DO THIS >> Tally how many lines in the material below contain the string "pouring". Reply with the number alone.
--- start SUPPLIED RECORDS ---
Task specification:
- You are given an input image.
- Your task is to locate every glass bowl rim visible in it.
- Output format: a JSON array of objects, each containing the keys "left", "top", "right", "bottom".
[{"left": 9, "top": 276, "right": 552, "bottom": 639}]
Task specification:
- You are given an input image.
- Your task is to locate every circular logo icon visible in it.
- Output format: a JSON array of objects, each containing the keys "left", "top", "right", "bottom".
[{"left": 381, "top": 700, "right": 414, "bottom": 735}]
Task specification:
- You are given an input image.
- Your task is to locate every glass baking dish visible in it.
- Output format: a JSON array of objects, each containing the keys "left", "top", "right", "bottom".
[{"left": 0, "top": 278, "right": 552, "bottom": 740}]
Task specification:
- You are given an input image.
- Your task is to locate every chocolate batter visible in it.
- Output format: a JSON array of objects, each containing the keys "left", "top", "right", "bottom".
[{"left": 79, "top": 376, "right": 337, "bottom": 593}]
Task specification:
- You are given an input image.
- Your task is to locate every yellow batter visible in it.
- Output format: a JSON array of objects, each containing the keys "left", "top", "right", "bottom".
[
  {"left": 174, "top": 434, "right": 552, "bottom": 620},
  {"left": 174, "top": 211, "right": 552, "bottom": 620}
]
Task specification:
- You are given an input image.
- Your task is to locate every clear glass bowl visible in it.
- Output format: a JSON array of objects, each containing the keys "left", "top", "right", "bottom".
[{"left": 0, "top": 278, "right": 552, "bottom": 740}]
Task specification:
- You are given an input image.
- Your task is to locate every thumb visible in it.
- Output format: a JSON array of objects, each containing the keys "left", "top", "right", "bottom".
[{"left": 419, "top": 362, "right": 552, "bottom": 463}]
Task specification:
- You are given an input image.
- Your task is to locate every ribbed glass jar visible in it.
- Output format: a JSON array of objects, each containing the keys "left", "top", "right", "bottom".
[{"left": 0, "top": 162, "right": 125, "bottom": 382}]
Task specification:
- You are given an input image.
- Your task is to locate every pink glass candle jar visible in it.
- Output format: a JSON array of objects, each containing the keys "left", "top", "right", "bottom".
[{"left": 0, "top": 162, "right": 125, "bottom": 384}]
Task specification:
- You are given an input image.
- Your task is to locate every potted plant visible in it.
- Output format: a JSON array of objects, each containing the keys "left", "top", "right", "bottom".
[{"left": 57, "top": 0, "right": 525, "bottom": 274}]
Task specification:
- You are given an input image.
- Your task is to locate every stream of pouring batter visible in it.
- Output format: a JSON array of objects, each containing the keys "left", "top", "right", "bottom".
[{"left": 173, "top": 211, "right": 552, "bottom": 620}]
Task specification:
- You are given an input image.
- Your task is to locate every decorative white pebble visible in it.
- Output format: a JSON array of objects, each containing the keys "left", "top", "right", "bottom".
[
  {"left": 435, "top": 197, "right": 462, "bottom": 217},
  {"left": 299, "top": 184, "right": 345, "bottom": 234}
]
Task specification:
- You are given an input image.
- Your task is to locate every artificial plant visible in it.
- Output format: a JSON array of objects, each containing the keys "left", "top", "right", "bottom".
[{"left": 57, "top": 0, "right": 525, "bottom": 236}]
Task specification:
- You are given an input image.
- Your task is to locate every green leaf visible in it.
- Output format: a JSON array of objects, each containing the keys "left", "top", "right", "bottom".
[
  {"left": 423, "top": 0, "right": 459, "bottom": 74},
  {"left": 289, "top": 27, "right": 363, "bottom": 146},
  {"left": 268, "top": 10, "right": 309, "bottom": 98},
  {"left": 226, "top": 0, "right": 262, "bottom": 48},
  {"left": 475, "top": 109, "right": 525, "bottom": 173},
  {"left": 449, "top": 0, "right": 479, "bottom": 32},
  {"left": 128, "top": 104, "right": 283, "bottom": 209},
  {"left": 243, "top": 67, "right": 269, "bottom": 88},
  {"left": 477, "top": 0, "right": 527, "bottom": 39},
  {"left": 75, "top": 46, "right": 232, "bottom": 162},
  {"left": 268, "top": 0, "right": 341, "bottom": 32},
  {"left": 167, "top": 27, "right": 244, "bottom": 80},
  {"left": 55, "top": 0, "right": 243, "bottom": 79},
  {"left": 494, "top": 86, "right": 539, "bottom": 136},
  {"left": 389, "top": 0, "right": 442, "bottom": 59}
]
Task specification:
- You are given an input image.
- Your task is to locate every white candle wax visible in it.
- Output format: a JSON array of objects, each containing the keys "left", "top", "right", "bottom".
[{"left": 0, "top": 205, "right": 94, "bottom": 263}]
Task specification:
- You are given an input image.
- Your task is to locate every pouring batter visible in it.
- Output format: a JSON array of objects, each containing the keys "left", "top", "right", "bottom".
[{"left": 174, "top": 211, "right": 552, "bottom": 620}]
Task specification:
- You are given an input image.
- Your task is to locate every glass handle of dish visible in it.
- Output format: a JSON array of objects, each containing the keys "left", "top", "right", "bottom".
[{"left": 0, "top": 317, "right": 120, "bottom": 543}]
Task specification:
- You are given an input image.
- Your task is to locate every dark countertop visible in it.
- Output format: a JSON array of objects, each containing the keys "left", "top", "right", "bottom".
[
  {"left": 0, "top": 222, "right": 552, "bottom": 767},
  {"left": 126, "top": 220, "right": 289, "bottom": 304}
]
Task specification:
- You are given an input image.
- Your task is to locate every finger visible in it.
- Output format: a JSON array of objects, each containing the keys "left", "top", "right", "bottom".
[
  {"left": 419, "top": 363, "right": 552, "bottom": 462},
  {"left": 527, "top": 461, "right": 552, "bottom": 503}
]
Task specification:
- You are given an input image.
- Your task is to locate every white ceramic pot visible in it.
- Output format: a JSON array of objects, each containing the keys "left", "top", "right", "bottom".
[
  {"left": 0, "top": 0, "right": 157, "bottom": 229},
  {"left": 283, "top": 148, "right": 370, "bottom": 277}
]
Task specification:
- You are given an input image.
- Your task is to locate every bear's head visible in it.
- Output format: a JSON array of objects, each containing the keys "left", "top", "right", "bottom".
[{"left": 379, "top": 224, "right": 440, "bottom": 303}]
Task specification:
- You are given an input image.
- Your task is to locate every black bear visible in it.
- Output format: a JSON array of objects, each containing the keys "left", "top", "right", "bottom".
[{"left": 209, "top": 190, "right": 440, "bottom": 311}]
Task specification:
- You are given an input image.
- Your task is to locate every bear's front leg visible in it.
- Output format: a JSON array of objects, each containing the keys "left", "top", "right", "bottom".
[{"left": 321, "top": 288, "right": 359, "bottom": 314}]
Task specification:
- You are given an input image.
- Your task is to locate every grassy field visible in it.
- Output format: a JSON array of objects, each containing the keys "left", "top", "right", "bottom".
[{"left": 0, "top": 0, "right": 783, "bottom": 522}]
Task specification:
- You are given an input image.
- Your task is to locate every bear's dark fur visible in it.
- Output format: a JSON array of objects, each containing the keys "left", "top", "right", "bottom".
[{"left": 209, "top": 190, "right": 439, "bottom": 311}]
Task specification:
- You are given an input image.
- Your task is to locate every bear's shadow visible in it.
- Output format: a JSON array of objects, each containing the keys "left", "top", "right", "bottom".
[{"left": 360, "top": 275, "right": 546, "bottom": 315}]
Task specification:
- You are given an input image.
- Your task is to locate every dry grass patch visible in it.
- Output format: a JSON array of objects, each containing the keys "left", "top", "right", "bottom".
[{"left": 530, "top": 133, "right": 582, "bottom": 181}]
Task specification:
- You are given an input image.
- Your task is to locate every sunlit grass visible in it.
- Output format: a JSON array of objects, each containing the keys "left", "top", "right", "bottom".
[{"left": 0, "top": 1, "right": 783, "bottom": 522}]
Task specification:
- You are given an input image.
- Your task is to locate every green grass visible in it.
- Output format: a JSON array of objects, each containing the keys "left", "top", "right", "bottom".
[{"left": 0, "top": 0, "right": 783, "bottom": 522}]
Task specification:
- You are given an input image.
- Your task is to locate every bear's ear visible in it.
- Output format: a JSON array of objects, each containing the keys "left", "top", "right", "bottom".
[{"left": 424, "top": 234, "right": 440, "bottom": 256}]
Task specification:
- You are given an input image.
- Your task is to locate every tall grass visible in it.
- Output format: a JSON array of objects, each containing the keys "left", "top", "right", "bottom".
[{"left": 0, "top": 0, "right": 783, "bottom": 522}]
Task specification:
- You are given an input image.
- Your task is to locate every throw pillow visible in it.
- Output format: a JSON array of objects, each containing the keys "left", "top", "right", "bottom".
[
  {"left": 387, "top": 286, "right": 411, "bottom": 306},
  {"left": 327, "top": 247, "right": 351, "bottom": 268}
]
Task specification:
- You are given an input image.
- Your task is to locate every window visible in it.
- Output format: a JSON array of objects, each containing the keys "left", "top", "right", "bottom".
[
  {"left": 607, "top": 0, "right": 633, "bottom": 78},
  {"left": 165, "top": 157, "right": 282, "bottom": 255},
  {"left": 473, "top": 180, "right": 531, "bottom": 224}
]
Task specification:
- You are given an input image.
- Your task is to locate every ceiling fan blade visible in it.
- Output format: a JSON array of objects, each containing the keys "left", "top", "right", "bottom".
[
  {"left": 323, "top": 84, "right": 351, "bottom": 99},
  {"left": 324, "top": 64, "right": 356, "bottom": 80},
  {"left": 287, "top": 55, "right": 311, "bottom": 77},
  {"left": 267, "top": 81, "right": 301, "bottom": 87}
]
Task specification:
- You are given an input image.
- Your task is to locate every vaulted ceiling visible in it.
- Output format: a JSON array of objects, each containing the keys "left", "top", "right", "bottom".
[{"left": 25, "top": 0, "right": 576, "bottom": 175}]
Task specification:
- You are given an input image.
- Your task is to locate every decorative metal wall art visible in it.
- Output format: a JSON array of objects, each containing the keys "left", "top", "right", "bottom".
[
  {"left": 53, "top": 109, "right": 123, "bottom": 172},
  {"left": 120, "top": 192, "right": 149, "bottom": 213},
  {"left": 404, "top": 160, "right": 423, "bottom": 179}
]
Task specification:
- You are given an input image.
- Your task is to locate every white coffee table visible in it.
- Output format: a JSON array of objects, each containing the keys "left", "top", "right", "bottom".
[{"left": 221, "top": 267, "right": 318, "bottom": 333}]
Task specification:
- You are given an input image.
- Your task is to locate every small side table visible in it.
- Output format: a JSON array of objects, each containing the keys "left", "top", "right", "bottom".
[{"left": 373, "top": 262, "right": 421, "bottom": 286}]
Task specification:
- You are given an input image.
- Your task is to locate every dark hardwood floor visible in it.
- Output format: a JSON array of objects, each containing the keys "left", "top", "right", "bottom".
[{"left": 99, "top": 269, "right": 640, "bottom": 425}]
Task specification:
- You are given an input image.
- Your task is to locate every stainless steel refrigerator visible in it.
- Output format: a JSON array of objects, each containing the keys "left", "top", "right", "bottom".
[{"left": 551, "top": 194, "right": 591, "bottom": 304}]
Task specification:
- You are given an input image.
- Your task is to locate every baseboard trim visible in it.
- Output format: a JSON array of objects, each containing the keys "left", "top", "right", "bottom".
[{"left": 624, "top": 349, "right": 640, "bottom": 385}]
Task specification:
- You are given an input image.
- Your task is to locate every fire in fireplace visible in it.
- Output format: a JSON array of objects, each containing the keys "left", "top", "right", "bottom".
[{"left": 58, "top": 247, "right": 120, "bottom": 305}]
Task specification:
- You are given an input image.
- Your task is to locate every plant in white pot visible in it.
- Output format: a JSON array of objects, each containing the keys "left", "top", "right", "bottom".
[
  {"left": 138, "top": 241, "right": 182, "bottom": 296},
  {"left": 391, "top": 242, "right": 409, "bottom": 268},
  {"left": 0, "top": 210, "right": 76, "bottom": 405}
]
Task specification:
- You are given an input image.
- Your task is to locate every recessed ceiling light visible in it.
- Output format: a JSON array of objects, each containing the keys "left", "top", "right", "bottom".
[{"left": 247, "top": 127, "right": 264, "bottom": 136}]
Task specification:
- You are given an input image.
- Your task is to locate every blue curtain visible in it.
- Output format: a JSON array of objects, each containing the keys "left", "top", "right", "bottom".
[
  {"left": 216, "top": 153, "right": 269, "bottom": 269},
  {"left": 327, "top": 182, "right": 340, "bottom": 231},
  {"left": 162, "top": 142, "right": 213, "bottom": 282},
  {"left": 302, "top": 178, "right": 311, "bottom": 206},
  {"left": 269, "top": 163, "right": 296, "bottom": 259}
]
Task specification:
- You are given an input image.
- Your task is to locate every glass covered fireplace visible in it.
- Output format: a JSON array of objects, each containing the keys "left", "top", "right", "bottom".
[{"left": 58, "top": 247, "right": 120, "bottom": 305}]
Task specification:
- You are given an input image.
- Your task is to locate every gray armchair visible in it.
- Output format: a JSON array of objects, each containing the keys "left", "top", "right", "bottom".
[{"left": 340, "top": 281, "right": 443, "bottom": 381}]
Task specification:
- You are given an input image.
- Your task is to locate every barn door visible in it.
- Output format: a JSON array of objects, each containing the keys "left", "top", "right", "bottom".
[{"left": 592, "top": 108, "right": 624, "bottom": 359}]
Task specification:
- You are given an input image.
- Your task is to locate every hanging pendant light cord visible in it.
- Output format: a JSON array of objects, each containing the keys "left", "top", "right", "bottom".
--- end SUPPLIED RECORDS ---
EXPECTED OUTPUT >> 2